• **Task prompt**
Collect every line in the items below that contains the word "canyon", and copy each such line in full.

• **Stored records**
--- start ---

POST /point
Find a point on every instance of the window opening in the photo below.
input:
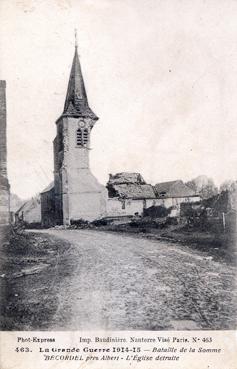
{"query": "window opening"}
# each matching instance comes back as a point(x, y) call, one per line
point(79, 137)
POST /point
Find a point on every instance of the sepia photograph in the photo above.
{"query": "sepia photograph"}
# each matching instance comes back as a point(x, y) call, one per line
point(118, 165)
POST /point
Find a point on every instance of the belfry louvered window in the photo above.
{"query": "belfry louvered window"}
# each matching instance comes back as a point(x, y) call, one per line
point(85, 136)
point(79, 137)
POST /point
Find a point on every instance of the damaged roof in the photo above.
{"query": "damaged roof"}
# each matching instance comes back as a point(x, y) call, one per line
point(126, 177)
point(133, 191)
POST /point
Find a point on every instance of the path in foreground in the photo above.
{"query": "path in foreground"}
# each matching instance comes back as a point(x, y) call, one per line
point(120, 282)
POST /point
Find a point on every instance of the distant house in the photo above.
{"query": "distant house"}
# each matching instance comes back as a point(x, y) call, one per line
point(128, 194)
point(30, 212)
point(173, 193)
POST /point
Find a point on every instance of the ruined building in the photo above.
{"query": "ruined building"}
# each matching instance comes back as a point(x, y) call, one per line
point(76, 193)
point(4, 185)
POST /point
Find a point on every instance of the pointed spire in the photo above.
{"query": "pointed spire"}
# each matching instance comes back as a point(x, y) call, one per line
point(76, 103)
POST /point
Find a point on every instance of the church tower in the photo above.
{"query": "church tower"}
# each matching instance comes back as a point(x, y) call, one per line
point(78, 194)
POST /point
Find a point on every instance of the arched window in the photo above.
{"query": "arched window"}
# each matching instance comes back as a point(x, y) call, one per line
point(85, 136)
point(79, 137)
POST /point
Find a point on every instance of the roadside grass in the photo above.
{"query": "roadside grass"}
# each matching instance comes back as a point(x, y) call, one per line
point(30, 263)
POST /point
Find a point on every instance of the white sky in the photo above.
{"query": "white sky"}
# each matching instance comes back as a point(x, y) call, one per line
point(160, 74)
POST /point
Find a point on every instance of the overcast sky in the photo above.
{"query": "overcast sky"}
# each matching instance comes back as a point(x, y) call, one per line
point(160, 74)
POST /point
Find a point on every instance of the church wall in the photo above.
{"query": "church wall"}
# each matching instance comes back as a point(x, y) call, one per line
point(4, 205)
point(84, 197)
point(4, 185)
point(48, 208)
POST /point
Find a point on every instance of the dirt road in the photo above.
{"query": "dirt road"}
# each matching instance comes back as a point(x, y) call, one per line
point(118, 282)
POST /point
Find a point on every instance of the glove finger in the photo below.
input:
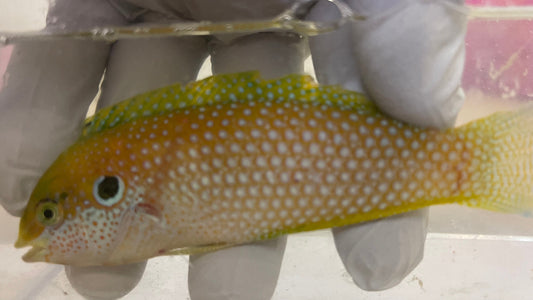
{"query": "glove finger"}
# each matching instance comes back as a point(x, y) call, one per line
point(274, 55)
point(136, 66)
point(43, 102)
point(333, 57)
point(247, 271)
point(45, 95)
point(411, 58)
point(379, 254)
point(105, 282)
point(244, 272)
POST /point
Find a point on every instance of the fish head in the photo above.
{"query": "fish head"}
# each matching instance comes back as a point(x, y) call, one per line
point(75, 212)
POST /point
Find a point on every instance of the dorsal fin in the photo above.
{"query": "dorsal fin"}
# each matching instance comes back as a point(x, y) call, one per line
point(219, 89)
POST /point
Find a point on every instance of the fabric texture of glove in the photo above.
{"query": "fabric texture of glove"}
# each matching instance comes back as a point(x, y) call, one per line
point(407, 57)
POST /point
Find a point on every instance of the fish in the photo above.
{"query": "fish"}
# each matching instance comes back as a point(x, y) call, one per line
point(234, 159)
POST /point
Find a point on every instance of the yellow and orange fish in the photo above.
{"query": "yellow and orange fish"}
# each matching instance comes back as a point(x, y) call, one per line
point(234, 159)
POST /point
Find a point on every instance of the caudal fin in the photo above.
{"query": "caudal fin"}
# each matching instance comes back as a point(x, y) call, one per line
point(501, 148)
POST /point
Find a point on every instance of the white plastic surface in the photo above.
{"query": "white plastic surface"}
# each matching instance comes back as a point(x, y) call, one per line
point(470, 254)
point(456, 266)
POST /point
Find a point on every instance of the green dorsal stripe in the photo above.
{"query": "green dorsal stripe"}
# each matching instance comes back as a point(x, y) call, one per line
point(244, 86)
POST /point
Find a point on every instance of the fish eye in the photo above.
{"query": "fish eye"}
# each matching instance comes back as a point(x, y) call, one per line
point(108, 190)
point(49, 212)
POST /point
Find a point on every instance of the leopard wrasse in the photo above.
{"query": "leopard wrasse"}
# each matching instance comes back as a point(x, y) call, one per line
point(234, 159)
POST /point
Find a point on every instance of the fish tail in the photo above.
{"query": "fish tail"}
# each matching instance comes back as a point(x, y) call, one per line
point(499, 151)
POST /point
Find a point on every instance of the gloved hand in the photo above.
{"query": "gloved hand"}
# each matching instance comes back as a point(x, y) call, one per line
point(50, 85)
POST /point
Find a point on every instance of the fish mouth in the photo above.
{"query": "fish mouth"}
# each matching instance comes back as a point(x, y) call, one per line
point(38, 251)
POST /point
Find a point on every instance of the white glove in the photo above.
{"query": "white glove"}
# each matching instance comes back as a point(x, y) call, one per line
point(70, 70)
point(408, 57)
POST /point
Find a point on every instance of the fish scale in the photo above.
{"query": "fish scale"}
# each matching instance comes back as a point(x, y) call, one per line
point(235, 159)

--- end ---
--- start ---

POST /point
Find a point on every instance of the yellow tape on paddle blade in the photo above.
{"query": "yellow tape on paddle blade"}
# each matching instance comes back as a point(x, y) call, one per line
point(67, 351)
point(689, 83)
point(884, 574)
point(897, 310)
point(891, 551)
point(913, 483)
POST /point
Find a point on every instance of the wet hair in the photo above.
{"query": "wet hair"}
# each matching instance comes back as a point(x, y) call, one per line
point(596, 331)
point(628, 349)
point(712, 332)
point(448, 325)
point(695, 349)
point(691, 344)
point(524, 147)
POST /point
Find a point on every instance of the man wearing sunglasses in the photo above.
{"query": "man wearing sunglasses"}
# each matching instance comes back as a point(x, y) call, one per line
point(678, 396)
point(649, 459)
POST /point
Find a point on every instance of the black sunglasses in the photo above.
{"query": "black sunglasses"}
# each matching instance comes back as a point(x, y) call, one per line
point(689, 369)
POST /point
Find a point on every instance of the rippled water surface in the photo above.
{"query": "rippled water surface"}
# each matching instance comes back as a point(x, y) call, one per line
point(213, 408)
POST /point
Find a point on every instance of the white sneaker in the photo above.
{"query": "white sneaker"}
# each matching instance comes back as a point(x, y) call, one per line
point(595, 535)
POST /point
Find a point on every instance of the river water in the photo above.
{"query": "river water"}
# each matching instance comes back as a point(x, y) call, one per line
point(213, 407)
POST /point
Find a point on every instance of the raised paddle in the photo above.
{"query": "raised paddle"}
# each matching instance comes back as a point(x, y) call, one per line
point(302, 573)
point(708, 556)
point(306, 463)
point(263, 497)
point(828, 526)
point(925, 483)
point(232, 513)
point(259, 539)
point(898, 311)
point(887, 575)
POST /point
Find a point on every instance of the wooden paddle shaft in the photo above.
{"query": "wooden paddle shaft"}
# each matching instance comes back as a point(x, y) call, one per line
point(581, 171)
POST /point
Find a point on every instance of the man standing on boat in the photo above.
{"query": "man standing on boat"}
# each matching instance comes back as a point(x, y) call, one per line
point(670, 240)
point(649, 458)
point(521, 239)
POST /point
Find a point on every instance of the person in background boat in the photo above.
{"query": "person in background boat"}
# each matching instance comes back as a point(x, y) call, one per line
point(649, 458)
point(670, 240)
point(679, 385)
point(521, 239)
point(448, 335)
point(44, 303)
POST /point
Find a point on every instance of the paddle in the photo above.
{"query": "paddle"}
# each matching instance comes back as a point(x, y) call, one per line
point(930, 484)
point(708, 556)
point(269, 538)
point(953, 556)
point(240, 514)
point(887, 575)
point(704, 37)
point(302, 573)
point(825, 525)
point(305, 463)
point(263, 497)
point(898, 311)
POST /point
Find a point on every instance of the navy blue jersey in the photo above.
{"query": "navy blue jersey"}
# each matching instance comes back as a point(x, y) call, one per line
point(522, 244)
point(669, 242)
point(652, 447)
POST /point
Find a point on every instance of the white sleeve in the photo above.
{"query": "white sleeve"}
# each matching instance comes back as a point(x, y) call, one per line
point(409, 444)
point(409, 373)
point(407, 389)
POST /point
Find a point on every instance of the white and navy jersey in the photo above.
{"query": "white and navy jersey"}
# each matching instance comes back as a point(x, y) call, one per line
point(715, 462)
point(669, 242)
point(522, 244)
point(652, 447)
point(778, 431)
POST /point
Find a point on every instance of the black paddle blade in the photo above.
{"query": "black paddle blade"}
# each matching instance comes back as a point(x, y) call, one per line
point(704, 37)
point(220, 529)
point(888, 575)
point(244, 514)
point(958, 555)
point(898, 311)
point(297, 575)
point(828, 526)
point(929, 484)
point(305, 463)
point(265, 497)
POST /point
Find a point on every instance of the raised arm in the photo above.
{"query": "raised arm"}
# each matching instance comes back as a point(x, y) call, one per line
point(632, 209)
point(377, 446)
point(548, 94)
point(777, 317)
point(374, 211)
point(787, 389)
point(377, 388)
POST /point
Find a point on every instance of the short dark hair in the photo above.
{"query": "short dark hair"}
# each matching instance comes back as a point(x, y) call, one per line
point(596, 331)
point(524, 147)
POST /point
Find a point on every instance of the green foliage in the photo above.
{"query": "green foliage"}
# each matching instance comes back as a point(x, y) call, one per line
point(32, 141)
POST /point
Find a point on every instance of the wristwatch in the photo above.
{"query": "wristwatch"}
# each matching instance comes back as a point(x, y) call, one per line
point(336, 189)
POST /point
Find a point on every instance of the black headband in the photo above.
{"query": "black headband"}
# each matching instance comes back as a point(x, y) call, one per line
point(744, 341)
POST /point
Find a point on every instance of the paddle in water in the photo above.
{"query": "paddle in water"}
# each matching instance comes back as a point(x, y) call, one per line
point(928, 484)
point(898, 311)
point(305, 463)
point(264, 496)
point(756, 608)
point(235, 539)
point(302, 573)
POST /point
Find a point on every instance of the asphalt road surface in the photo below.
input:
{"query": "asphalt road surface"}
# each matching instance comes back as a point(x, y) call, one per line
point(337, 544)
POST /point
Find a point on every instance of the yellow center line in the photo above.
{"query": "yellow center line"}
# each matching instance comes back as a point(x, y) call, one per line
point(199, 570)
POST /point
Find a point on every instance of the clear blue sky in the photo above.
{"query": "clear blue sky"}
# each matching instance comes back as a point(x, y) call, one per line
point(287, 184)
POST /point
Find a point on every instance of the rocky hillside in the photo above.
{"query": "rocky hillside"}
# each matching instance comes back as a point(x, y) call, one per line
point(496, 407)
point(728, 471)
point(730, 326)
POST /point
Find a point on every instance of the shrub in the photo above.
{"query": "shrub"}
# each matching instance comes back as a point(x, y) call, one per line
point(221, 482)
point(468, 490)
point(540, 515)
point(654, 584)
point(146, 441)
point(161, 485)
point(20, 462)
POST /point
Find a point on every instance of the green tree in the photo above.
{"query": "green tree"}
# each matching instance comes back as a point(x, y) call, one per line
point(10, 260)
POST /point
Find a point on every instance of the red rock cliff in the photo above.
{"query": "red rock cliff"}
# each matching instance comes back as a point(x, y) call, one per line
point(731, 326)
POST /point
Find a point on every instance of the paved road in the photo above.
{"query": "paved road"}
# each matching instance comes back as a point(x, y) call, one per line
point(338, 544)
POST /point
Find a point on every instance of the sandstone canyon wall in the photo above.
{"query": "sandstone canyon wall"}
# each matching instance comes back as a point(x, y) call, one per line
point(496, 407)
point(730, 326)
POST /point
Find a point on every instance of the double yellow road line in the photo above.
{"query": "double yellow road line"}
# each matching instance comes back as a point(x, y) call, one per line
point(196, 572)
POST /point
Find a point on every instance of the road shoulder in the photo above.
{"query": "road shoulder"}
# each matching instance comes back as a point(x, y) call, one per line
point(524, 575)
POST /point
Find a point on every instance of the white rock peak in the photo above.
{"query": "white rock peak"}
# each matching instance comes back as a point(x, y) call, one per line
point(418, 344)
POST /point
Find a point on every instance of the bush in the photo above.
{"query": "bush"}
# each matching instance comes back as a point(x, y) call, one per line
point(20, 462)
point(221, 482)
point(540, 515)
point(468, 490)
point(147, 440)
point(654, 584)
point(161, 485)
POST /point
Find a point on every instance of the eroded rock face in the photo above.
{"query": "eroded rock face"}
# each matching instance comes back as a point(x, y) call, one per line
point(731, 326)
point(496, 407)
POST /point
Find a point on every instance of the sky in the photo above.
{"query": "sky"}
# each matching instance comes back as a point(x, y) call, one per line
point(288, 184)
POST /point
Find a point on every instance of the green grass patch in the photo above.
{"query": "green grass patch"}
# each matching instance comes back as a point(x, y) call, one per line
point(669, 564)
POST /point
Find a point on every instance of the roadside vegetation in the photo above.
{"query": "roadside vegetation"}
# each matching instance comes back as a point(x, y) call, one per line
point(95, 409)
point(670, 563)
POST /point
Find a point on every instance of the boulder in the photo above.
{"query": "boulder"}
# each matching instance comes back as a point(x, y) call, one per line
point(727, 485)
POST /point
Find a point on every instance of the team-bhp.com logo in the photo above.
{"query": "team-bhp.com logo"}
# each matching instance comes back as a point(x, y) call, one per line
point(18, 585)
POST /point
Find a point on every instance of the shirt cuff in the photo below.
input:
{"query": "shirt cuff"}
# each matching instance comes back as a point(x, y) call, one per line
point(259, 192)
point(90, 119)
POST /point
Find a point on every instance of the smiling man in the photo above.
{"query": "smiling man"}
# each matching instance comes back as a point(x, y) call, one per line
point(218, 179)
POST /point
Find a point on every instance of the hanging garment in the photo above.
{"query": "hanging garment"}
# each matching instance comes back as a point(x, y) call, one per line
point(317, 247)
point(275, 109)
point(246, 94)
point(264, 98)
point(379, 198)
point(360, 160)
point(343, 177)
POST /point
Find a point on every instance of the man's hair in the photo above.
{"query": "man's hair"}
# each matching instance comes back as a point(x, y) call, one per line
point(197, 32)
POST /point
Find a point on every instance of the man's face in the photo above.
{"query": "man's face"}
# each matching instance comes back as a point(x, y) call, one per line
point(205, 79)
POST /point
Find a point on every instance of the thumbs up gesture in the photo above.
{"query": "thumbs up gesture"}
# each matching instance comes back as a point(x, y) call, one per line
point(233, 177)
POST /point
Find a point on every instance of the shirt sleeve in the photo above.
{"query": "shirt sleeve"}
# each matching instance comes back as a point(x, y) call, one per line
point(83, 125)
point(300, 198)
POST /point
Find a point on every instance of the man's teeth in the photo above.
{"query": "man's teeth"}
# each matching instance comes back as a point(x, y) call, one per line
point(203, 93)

--- end ---

• **Completed task**
Find a point on every instance of the sandstone canyon wall in the photo above.
{"query": "sandstone canyon wall"}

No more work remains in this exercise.